→ ACTIVITIES
1. According to the article on the hospital's geriatric emergency nurses, in what year did the GEM nurse position begin?
2. From the article on the hospital's geriatric emergency nurses, quote everything from "A warm, friendly" down to "(HRRH) in September.".

→ READING TEXT
+--

A warm, friendly smile in a hospital emergency department is comforting at any age; especially if you’re confused and not sure how you arrived there – often the case for many senior citizens. And no one knows that better than the Westover family who found a special kind of comfort for their elderly mother at Toronto’s Humber River Regional Hospital (HRRH) in September.
“From the minute we met Lynn Demchuk, the Geriatric Emergency Management (GEM) nurse, she was kind, gentle and took the time to get to know our mother and her situation,” says Ken Westover, whose 85-year-old mother Muriel suffers from mild dementia. “Most importantly, Lynn reassured our family that she would be able to help us find a solution. She was wonderful and coordinated all of the details for my mother to move into the retirement residence that day – earlier than we had anticipated,” he adds.
The GEM nurse position, which began in 2004, is funded by Ontario’s Ministry of Health and Long-term care and functions at several hospitals across the province. It has proven to be a very valuable role. “Our GEM nurses understand the needs of seniors and the community services available to this group of people,” says Dr. Rakesh Kumar, Humber River’s Chief of Emergency Services. “Senior citizens over the age of 65 have the highest emergency department visit rate and that isn’t going to change anytime soon. Our GEM nurses make our emergency department and hospital very ‘senior friendly’ and we are really proud of that,” he notes.

+--

→ RECORD EXTRACTS

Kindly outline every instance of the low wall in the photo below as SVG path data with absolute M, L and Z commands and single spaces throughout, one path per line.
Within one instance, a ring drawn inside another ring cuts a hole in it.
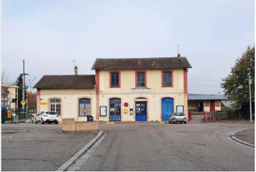
M 62 119 L 62 132 L 86 132 L 99 130 L 98 122 L 76 122 L 74 118 Z

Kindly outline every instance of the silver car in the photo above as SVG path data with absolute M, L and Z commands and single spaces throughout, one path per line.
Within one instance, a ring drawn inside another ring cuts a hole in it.
M 173 124 L 175 122 L 180 122 L 182 124 L 187 123 L 187 118 L 186 117 L 185 113 L 183 112 L 175 112 L 169 117 L 169 123 Z

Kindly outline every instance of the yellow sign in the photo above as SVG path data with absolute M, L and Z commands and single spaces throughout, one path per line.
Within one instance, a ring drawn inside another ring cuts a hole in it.
M 46 104 L 48 104 L 48 103 L 47 102 L 41 102 L 41 105 L 46 105 Z
M 12 111 L 10 110 L 8 111 L 7 118 L 12 118 Z

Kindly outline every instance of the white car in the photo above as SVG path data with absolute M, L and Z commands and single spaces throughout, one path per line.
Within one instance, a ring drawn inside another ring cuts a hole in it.
M 58 124 L 59 123 L 59 115 L 55 111 L 43 111 L 34 118 L 34 123 L 36 124 L 38 122 L 40 122 L 42 124 L 45 122 L 49 124 L 54 122 Z

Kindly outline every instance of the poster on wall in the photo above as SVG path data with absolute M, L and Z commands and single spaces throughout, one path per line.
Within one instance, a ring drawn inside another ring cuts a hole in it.
M 177 106 L 177 112 L 184 112 L 184 106 Z
M 107 106 L 101 106 L 100 108 L 100 116 L 107 116 Z

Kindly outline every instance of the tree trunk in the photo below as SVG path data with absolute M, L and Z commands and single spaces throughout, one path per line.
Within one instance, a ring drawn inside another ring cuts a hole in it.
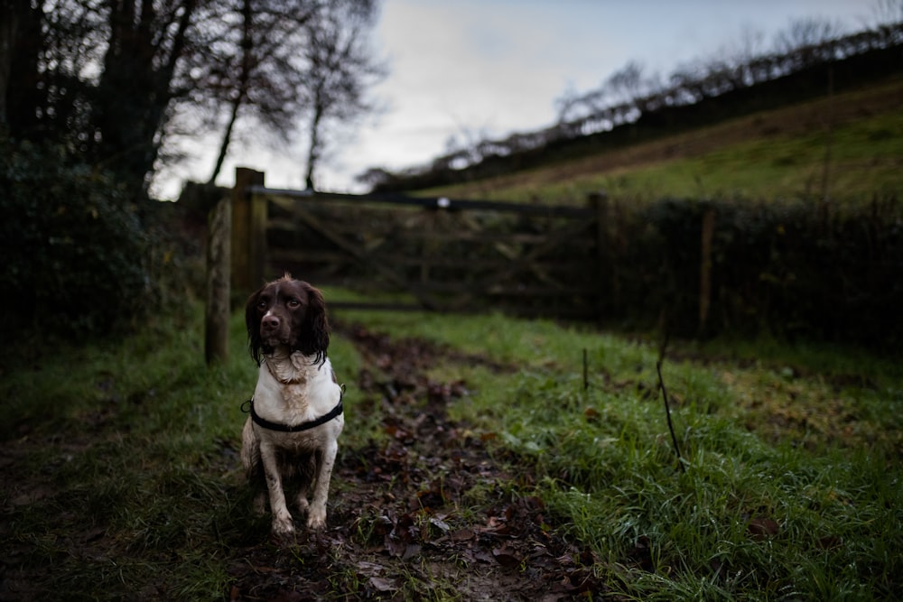
M 241 32 L 241 70 L 238 74 L 238 91 L 232 101 L 232 110 L 229 114 L 228 123 L 226 125 L 226 131 L 223 133 L 223 140 L 219 144 L 219 154 L 217 156 L 216 165 L 213 166 L 213 173 L 207 183 L 212 186 L 219 175 L 226 161 L 226 154 L 228 153 L 228 145 L 232 142 L 232 130 L 235 123 L 238 120 L 238 109 L 247 98 L 248 81 L 251 78 L 251 58 L 250 51 L 253 46 L 251 37 L 251 20 L 253 13 L 250 0 L 245 0 L 241 5 L 242 32 Z
M 304 178 L 307 189 L 313 190 L 313 171 L 320 162 L 320 123 L 323 117 L 322 106 L 318 102 L 311 119 L 311 148 L 307 153 L 307 175 Z

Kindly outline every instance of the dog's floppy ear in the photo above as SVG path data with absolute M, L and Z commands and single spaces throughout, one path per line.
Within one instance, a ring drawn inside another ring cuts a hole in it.
M 263 360 L 261 357 L 260 340 L 260 314 L 257 312 L 257 298 L 264 289 L 260 288 L 247 298 L 245 305 L 245 326 L 247 328 L 247 350 L 251 354 L 251 358 L 260 366 Z
M 330 347 L 330 323 L 326 318 L 326 301 L 320 289 L 304 282 L 302 282 L 301 285 L 307 292 L 307 308 L 295 348 L 305 356 L 313 356 L 315 363 L 322 364 L 326 361 L 326 350 Z

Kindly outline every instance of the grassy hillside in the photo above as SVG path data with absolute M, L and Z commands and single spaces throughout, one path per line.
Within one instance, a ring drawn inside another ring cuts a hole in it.
M 664 197 L 870 200 L 903 191 L 903 77 L 654 142 L 425 190 L 452 198 L 582 203 L 604 189 Z
M 680 471 L 654 344 L 500 315 L 333 317 L 346 431 L 330 528 L 296 542 L 270 541 L 241 476 L 241 312 L 213 368 L 197 307 L 0 357 L 0 598 L 903 595 L 898 363 L 674 347 Z

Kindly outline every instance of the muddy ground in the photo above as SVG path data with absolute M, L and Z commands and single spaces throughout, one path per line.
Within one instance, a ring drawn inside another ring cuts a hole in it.
M 541 499 L 517 493 L 529 490 L 522 486 L 530 477 L 505 468 L 517 466 L 515 458 L 490 454 L 486 440 L 449 419 L 447 404 L 467 384 L 426 376 L 442 362 L 513 368 L 360 326 L 341 329 L 368 366 L 356 384 L 366 403 L 355 411 L 381 410 L 388 442 L 340 452 L 325 533 L 302 528 L 288 549 L 269 542 L 237 551 L 231 599 L 567 600 L 605 593 L 593 554 L 561 534 Z

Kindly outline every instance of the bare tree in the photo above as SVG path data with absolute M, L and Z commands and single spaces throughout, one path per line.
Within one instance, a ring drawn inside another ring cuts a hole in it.
M 386 75 L 368 43 L 376 13 L 370 0 L 327 0 L 305 23 L 308 44 L 299 92 L 308 113 L 304 181 L 309 189 L 323 155 L 326 126 L 353 122 L 375 108 L 367 93 Z
M 199 65 L 214 104 L 211 113 L 227 114 L 224 125 L 211 124 L 223 134 L 209 183 L 219 174 L 239 116 L 284 136 L 294 129 L 303 108 L 297 89 L 304 81 L 303 65 L 293 57 L 310 43 L 304 24 L 317 10 L 316 0 L 237 0 L 224 8 L 221 23 L 240 24 L 224 28 Z

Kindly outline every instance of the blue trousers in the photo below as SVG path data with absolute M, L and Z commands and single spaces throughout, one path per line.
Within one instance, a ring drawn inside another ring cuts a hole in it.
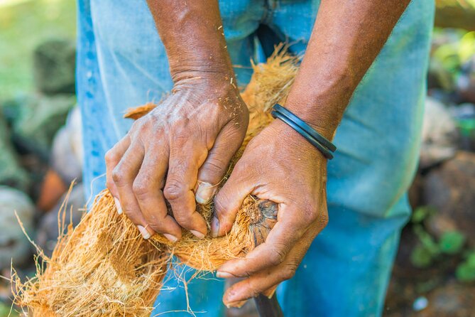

+--

→ SOLUTIONS
1. 2004

2.
A warm, friendly smile in a hospital emergency department is comforting at any age; especially if you’re confused and not sure how you arrived there – often the case for many senior citizens. And no one knows that better than the Westover family who found a special kind of comfort for their elderly mother at Toronto’s Humber River Regional Hospital (HRRH) in September.